READING TEXT:
*** Begin section ***
The Sweep of History

We were in Morocco in February, when history of the human sort was being made nearby. Every TV set was tuned to the street protests in Egypt, and President Hosni Mubarak seemed poised to step down from office. Or would he refuse to relinquish the reins of power that he had held for 30 years? For some in Morocco, there was no question -- as one local said adamantly, “He is finished,” making a sweeping motion with his hand. Turns out, he was right -- by the end of our journey, Mubarak had stepped down, bowing to public pressure.

From present-day politics to fossils suspended in time, life had a story to tell wherever we traveled. Some tales were short but thrilling -- a shed snake skin, obvious proof of recent life. Other stories were as intangible and ephemeral as a spoken haiku – potential “trace” evidence such as bird tracks in desert sand. Then there are long and complicated sagas, such as the 600-million-year old stromatolites that were evidence of ancient lagoon-dwelling microbes.

Stromatolites are an example of the difficulties that can arise when interpreting evidence for life. These rock structures are built by microbes -- they are the lithified remnants of biofilms that grew in watery environments. However, rocks that resemble stromatolites also can be made through the natural accumulation of minerals or sediments. The older a stromatolite gets, the harder it can be to link it to life, since the delicate materials of organic bodies degrade over time.

“Proving that morphological structures like stromatolites were produced by bacteria requires the preservation of multiple lines of evidence consistent with life, “ says Sherry L. Cady, editor-in-chief of the journal Astrobiology and one of the field trip participants. Cady and her colleagues published a 2003 paper in the journal that discussed the limitations of using fossil structures to identify microbial life. While the biological origin of the stromatolites we visited is not disputed, the debate over other, much older structures complicates the story of life’s history on Earth.
*** End section ***
TASK PROMPT: Rewrite the essay starting with "We were in Morocco" and going on through "to public pressure.", changing "February" to "March". The lines are unrelated to this.

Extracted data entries
*** Begin section ***
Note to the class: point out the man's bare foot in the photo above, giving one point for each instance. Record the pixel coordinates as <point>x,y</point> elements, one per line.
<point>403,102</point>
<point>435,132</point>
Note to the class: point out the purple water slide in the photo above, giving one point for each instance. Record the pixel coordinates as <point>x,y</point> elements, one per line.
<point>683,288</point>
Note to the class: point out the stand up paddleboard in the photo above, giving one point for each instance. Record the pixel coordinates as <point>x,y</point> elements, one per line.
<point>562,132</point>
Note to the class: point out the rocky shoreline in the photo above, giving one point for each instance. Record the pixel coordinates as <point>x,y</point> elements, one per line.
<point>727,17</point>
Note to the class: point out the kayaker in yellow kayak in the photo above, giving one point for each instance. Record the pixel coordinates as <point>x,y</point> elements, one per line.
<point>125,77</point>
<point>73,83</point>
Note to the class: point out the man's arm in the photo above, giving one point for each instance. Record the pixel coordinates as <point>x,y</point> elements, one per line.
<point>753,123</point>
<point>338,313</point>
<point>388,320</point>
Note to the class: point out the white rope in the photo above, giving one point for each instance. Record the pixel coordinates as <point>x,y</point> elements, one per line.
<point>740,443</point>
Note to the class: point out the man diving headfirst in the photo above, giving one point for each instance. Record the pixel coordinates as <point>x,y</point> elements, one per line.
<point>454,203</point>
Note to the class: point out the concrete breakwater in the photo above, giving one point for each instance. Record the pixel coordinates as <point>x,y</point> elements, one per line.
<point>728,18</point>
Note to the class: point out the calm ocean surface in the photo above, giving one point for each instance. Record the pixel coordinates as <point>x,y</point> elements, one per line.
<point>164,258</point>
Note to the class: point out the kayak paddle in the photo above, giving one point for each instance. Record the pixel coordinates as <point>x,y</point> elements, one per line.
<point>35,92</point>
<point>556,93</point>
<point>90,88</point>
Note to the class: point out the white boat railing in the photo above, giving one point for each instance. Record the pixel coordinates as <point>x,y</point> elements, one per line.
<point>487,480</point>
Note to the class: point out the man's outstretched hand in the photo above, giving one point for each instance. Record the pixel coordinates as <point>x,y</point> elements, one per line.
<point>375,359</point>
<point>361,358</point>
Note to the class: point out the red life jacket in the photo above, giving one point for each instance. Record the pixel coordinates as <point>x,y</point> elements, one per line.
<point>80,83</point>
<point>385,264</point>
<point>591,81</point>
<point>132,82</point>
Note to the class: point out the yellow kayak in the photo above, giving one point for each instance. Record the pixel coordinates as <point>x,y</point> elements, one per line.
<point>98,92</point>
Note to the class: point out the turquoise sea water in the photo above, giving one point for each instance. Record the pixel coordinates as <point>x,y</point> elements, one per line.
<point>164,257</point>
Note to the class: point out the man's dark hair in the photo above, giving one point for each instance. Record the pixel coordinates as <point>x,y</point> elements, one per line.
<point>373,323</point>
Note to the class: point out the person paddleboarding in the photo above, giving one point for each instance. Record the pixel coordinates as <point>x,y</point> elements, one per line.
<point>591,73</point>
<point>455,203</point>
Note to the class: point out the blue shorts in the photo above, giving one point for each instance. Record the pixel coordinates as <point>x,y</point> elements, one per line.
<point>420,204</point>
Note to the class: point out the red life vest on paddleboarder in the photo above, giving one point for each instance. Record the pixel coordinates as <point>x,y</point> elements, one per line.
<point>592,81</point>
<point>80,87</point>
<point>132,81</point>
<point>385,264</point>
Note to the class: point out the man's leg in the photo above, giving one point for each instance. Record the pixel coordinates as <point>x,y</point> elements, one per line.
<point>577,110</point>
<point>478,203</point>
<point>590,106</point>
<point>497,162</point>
*** End section ***
YOUR RESPONSE:
We were in Morocco in March, when history of the human sort was being made nearby. Every TV set was tuned to the street protests in Egypt, and President Hosni Mubarak seemed poised to step down from office. Or would he refuse to relinquish the reins of power that he had held for 30 years? For some in Morocco, there was no question -- as one local said adamantly, “He is finished,” making a sweeping motion with his hand. Turns out, he was right -- by the end of our journey, Mubarak had stepped down, bowing to public pressure.